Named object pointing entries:
┏━━

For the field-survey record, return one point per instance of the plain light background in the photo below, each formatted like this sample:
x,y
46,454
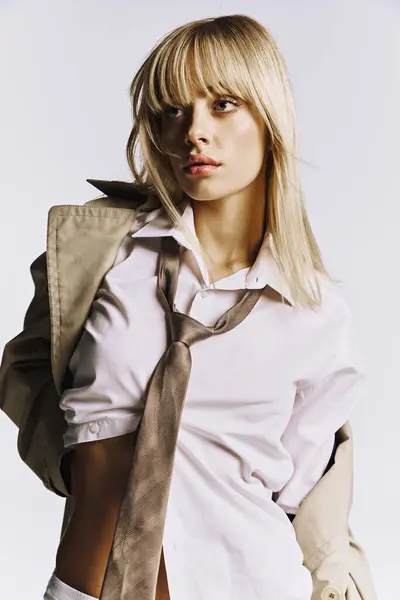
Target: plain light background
x,y
65,116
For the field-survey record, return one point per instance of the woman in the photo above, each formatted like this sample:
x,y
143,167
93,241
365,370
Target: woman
x,y
215,131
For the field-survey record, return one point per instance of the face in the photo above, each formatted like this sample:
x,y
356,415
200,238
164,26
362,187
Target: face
x,y
223,129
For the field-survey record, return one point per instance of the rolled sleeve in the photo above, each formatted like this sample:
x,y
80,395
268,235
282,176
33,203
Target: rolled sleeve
x,y
104,399
321,407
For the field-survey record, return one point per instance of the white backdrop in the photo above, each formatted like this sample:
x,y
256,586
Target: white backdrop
x,y
65,68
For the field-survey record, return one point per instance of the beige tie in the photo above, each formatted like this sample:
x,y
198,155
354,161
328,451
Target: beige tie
x,y
135,555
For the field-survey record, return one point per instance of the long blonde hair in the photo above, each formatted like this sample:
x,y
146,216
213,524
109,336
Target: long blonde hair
x,y
232,55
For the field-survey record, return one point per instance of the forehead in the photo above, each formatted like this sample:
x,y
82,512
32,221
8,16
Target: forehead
x,y
180,76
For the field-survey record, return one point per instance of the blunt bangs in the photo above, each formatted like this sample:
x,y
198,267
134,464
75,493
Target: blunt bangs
x,y
207,60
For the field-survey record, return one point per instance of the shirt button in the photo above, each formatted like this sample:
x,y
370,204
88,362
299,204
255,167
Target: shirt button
x,y
331,593
94,427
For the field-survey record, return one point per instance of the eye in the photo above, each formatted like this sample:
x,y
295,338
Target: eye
x,y
172,112
226,104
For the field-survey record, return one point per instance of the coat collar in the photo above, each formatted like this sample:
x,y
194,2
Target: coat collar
x,y
80,254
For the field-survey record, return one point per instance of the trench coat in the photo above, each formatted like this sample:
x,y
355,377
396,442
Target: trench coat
x,y
82,244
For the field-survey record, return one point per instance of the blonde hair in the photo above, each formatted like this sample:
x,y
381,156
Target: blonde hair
x,y
232,55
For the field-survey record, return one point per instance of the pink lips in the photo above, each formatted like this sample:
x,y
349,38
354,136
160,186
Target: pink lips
x,y
200,164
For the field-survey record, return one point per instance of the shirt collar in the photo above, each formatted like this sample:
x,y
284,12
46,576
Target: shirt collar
x,y
264,270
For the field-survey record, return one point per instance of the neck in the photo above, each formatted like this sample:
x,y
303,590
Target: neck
x,y
231,229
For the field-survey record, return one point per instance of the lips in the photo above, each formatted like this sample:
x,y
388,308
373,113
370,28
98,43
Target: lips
x,y
200,160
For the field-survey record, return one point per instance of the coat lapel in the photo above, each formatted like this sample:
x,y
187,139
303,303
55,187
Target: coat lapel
x,y
82,244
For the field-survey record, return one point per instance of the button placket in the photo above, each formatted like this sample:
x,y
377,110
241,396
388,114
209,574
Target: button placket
x,y
331,593
94,427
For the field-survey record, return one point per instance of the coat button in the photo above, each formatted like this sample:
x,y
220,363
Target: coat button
x,y
94,427
331,593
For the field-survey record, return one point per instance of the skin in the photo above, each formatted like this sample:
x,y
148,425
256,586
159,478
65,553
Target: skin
x,y
229,210
228,203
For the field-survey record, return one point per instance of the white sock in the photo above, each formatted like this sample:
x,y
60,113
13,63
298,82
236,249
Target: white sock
x,y
58,590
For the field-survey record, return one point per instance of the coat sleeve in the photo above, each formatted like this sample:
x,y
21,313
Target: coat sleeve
x,y
27,391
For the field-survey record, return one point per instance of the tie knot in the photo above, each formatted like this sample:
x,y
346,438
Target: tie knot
x,y
187,330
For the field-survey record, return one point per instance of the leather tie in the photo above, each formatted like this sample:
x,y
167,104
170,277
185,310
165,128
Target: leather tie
x,y
134,559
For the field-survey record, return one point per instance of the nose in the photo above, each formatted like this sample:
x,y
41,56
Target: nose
x,y
198,131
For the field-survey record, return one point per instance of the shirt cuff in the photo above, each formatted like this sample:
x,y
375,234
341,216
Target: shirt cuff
x,y
58,590
100,429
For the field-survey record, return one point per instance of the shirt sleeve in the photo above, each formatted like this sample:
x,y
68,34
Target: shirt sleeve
x,y
322,405
105,399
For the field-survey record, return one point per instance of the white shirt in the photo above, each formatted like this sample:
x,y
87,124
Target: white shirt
x,y
263,403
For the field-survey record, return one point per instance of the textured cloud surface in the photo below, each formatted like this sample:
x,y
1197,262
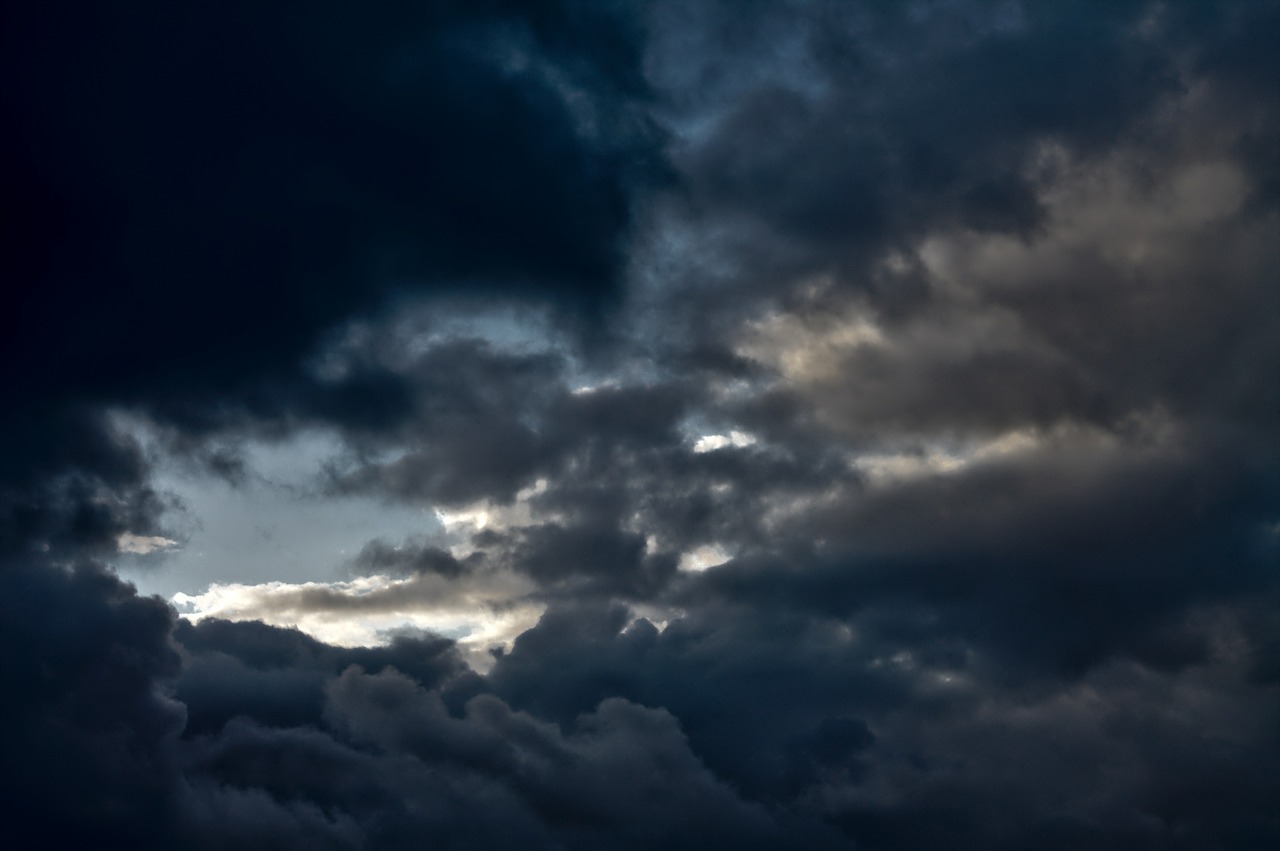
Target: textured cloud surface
x,y
631,425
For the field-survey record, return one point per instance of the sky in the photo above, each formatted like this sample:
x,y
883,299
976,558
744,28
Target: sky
x,y
607,425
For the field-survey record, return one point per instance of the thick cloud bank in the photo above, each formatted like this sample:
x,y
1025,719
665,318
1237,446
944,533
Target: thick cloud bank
x,y
766,425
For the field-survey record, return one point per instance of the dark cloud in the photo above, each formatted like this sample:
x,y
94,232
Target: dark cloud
x,y
881,401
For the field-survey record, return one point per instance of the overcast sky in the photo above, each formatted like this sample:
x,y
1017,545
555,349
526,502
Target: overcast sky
x,y
593,425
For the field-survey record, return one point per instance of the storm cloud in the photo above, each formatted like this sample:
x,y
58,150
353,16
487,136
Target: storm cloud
x,y
629,425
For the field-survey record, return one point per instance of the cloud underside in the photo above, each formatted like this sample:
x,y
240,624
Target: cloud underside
x,y
812,426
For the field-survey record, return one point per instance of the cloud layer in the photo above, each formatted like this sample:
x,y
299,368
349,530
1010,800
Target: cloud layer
x,y
812,426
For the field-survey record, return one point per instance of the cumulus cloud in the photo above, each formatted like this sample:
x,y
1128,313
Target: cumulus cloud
x,y
648,425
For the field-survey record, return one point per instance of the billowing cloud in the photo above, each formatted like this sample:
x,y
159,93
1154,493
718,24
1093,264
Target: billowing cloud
x,y
627,425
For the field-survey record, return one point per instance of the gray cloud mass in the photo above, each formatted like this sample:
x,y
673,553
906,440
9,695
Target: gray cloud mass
x,y
794,425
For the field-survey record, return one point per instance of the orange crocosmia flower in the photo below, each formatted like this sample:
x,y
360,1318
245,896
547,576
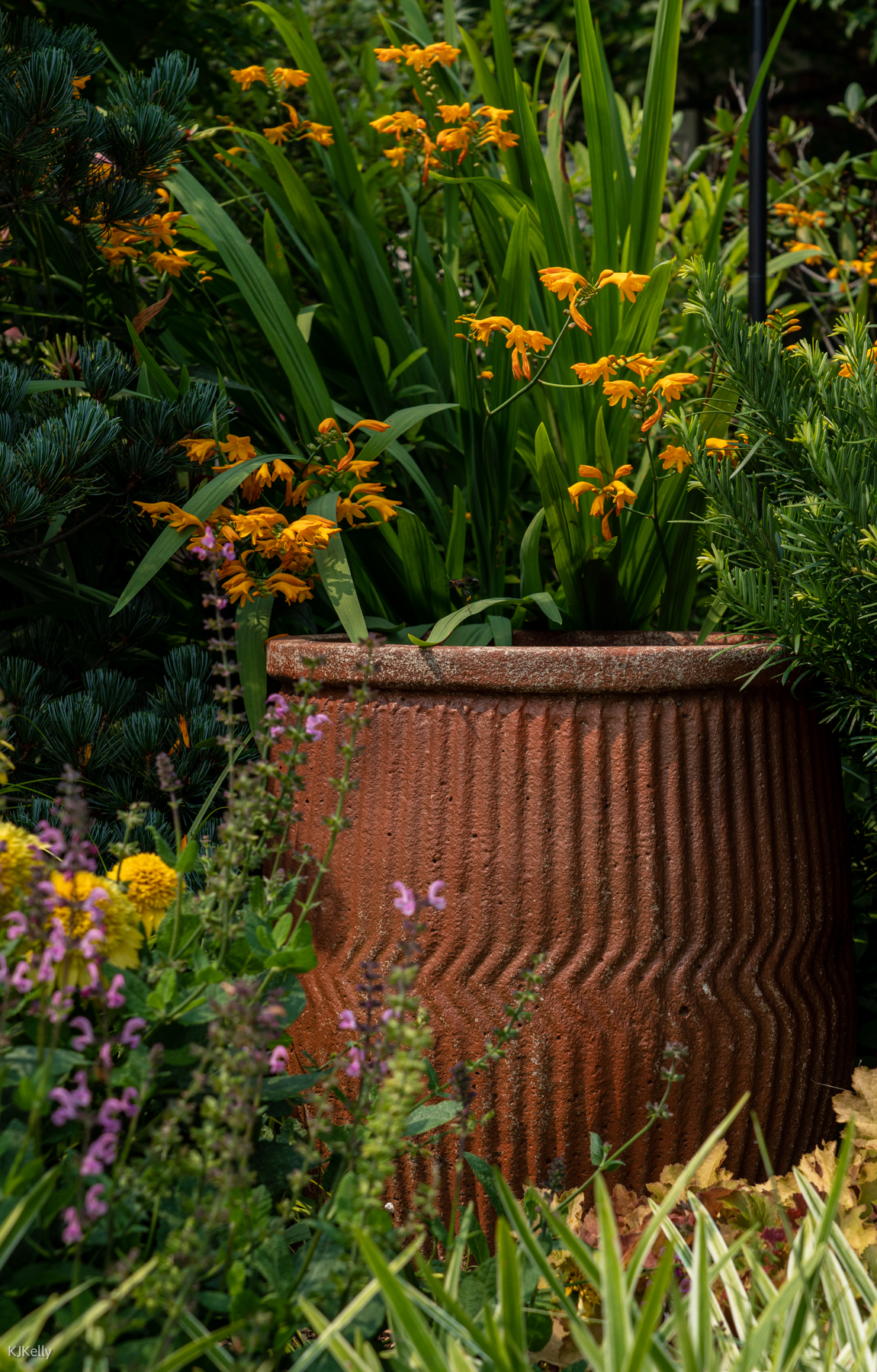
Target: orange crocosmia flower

┗━━

Copy every line of the data exactly as written, excluding the pictures.

For the field-survey record, return one point per instance of the plain light background in the photo below, each formatted like this sample:
x,y
46,454
Target: plain light background
x,y
65,116
For the field-survey record, return one point per instance of the woman in the photo above, each formatted like this sample:
x,y
143,167
93,241
365,370
Target: woman
x,y
215,131
For the field-survey record, return one point per instance of the face in the photo above, each formatted like this sample:
x,y
356,415
200,238
164,26
362,187
Target: face
x,y
223,129
For the field-survey record, return one point per instance of the rolled sleeve in the photo above, each formatted like this sample:
x,y
80,395
268,235
282,176
33,203
Target: rolled sleeve
x,y
104,399
321,407
For the field-survey record, return one point per instance of the white backdrop in the photo above, each formatted like this sample:
x,y
256,586
Target: white backdrop
x,y
65,68
For the field-survey record, return one point per instance of the beige tie in the photo above, each formatted like this sample:
x,y
198,155
354,161
328,451
Target: beige tie
x,y
135,555
For the field-survey record, return one point per instance of the long blonde hair in the photo above, each formatted like this sample:
x,y
146,216
213,524
109,336
Target: long blonde hair
x,y
232,55
For the field-survey record, return one point per instance of the forehead in the photo above, each formatted like this sample:
x,y
82,512
32,221
8,16
Target: forehead
x,y
180,76
For the field-survey record, return one point per instance of the blunt bangs in the photo above, each formatted like this sample:
x,y
198,267
134,464
75,493
Target: blunt bangs
x,y
207,60
For the field-survey record, return one point per instance of the shirt button in the photo above, each formatted like this sample:
x,y
370,204
88,362
299,204
255,167
Target: shirt button
x,y
331,593
94,427
For the field-survey record, return one point per instance of the eye in the photo above, each formatted like this sample:
x,y
295,338
Target: eye
x,y
172,112
226,104
For the field-survey record, return one point per instance of the coat collar in the photo above, each formatted like this sample:
x,y
194,2
Target: coat collar
x,y
80,254
For the field-survey record, return one point per instance of the trench coat in the photo above, each formatted like this sample:
x,y
355,377
396,442
Target: trench coat
x,y
82,244
For the field-survey record, return one point per instance of the blonde hair in the photo above, each formatted like this sample:
x,y
381,156
Target: blonde hair
x,y
232,55
For the field-survey record, return one point per instance of the pink lips in the photo above, each formatted like this sample:
x,y
349,38
354,136
160,186
Target: pink lips
x,y
200,164
For the field-survey record, return one point per instance of the shirt collar in the photo above, each formatted like this sample:
x,y
284,12
46,576
Target: shirt collar
x,y
264,270
For the field-survey record, return one point per instance of the neck in the photo above, each formatted like this sample:
x,y
303,590
Target: neck
x,y
231,229
For the field-survey record, return one point per instance of the lips in the photo above, each formatted like this sample:
x,y
388,308
373,113
370,28
98,43
Target: lips
x,y
200,160
For the field-survey record, return one point per instance of the coat lapel in the photo above, each formatted like this sample:
x,y
187,139
303,303
55,187
Target: coat lapel
x,y
82,244
For the field-survey record, return one point per instance of the button placket in the photo above, each formatted like this sample:
x,y
377,110
241,396
388,114
209,574
Target: button placket
x,y
331,593
94,427
For the field-survey record, return one point per instance of the coat button in the photo above, each formatted like this sample:
x,y
220,363
Target: coat button
x,y
94,427
331,593
For the field-survey record, return one point per instance of the skin in the photo above, each formatted like this sample:
x,y
148,425
256,586
159,478
65,553
Target: skin
x,y
229,210
228,203
For the field-survey record, return one point per instance of the white sock in the photo above, each formatted like this sample:
x,y
60,113
13,63
298,82
236,249
Target: white sock
x,y
58,590
For the field-survey record, return one point per instance of the coat sleeve in the photo above, each formatted like this sample:
x,y
21,313
Target: coat sleeve
x,y
27,391
For the field-survey record, return one point per instance of the tie knot in the photo above, each formatted like this sample:
x,y
346,438
Target: tie knot
x,y
187,330
For the field-survey record, return one point per instance of the leather tie in the photo above, each formatted like this sample:
x,y
167,104
170,277
185,310
165,128
Target: leather tie
x,y
134,559
For the field-survey record, return one point per instance of the nose in the photo above, each formatted like this sample:
x,y
41,56
Target: nose
x,y
198,131
For the field-survey record, return one point per instance of the shirt cuff in the photo above, each formatted like this sample:
x,y
375,234
341,216
Target: shirt cuff
x,y
58,590
100,429
For the field-survey record, return one point per instance of the shirt sleeve in the photo above, each formatted like this sample:
x,y
68,34
Target: shirt sleeve
x,y
322,405
105,399
For the field-survey record, return one point per instance of the white shirt in the photo above, each formatted like this sample:
x,y
87,124
Target: white shirt
x,y
263,403
For the field-survey record, return one point per instance of the textured cloud surface in the photo below, each formatted like this sample:
x,y
1197,262
Target: textured cloud surface
x,y
631,425
For the field-survey record, return one point per instance of the sky in the photo above, each formatted like this sample:
x,y
883,299
976,558
744,28
Target: sky
x,y
607,425
For the field-survey record, return one point per instance of the thick cloud bank in the photo above, each formatted like this sample:
x,y
1025,719
665,318
1237,446
944,533
Target: thick cloud bank
x,y
766,425
For the field-survey record, return one point per instance of the dark cloud in the photo above, each formatted like this sample:
x,y
94,232
Target: dark cloud
x,y
881,401
For the field-survey record, return one point per instance of the overcast sky in the photo above, each formatted like this sample:
x,y
1017,545
555,349
526,502
Target: overcast sky
x,y
593,425
For the field-survey record, return one point per instance of the storm cloud in the photo above, each formatted like this sample:
x,y
58,150
353,16
487,136
Target: storm cloud
x,y
629,425
For the field-survey record, return one point per instance of the cloud underside in the photo above, each formatted like this sample:
x,y
240,624
Target: cloud underside
x,y
812,426
For the field-survey record, return one point per instance of the cloud layer in the photo above, each formatted like this sample:
x,y
299,368
349,530
1010,800
Target: cloud layer
x,y
812,426
For the field-survey record, return one point per instance of the cumulus cloud in the photo above, each formatted like this sample:
x,y
1128,313
Target: cumulus cloud
x,y
648,425
For the field-survey record, return one point per instance of the billowing cloud in the photo above, each formatted like this sample:
x,y
159,93
1154,493
718,24
1093,264
Target: billowing cloud
x,y
627,425
For the field-survey record, return one point per instance of the gray cloud mass in the photo above, each formatted like this sample:
x,y
673,553
906,440
9,695
Target: gray cloud mass
x,y
794,425
For the field-survey record, return one point per instance of the orange crocosmia flower in the photo below, each formatted like this sample:
x,y
360,1318
245,896
547,576
Target: orange crocosmia flower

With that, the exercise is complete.